## START

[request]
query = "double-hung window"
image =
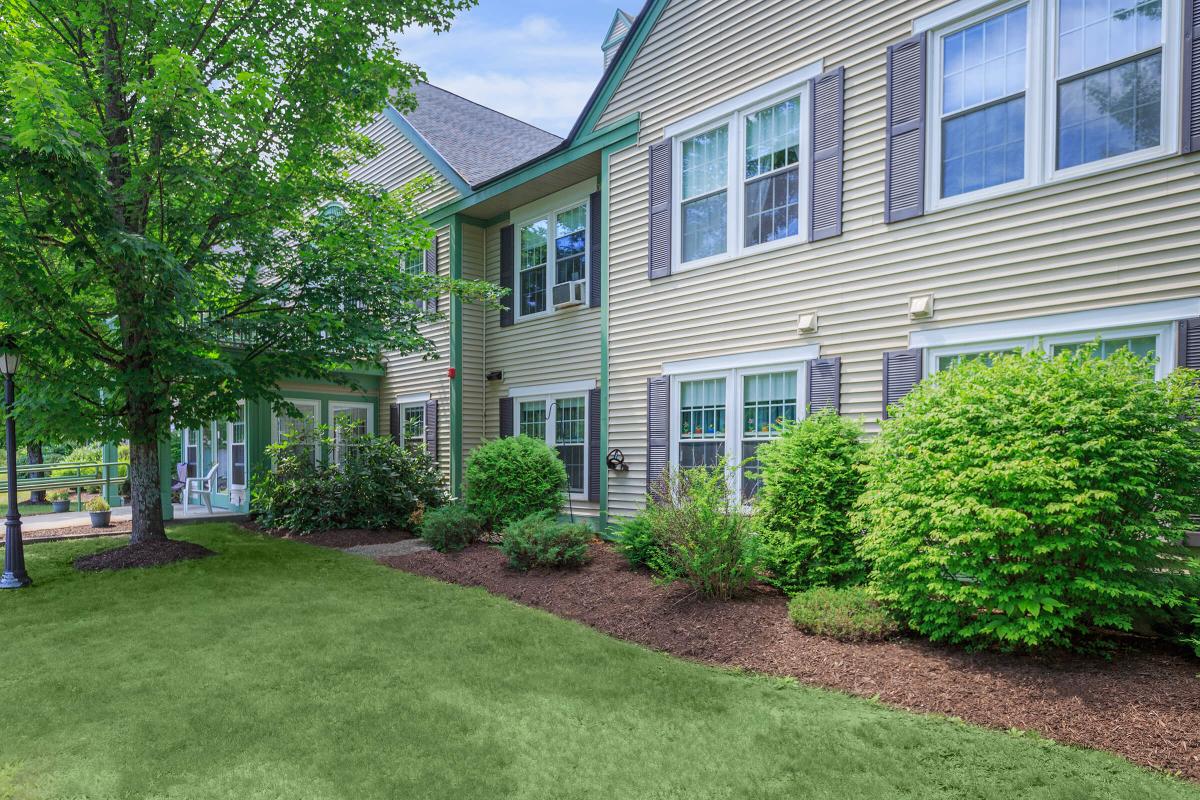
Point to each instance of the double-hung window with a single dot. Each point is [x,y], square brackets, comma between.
[741,174]
[562,422]
[551,250]
[1029,92]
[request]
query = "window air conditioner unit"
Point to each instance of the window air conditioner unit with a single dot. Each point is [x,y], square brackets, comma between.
[574,293]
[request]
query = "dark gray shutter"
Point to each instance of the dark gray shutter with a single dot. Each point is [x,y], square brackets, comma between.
[395,425]
[505,417]
[904,167]
[593,447]
[594,238]
[431,268]
[1191,76]
[660,210]
[825,384]
[658,433]
[828,121]
[1189,343]
[508,275]
[903,370]
[431,427]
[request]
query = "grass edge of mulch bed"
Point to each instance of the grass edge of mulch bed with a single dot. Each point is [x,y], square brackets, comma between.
[1031,689]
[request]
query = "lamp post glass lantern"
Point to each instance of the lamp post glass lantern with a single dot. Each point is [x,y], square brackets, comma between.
[15,576]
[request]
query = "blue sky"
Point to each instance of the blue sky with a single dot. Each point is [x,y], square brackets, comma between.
[537,60]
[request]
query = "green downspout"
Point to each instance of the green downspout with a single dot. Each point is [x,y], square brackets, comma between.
[456,359]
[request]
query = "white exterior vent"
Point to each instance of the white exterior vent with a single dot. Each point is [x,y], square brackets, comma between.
[574,293]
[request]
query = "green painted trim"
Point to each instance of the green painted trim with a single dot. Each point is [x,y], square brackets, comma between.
[597,143]
[616,73]
[456,359]
[426,149]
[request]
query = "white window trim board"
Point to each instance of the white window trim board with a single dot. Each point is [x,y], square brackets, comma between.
[1041,98]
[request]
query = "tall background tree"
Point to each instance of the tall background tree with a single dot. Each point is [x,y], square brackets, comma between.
[162,163]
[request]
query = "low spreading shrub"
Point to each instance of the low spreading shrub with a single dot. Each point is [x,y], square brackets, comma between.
[450,528]
[378,485]
[540,540]
[1033,501]
[702,536]
[513,477]
[847,614]
[811,479]
[636,542]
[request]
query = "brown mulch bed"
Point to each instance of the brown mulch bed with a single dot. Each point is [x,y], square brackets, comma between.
[132,557]
[336,539]
[1143,704]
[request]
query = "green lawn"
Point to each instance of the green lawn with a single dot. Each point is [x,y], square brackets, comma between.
[282,671]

## END

WHAT YOU NEED TO DO ->
Gather every line of the listing above that contains the word "window", copying each one in full.

SOLUTION TO THIS PROBLEM ->
query = "double-hung window"
Point to each instance of the double-hung window with a single dot. Each point is [x,y], square brackets, comma between.
query = "window air conditioner unit"
Point to each instance of the window air conditioner unit with a single dot. Each point is [x,y], square brackets, comma between.
query = "white window trim board"
Point to each instance of the white window trim board with a single dot. Each point is [x,y], square brackets, comma between.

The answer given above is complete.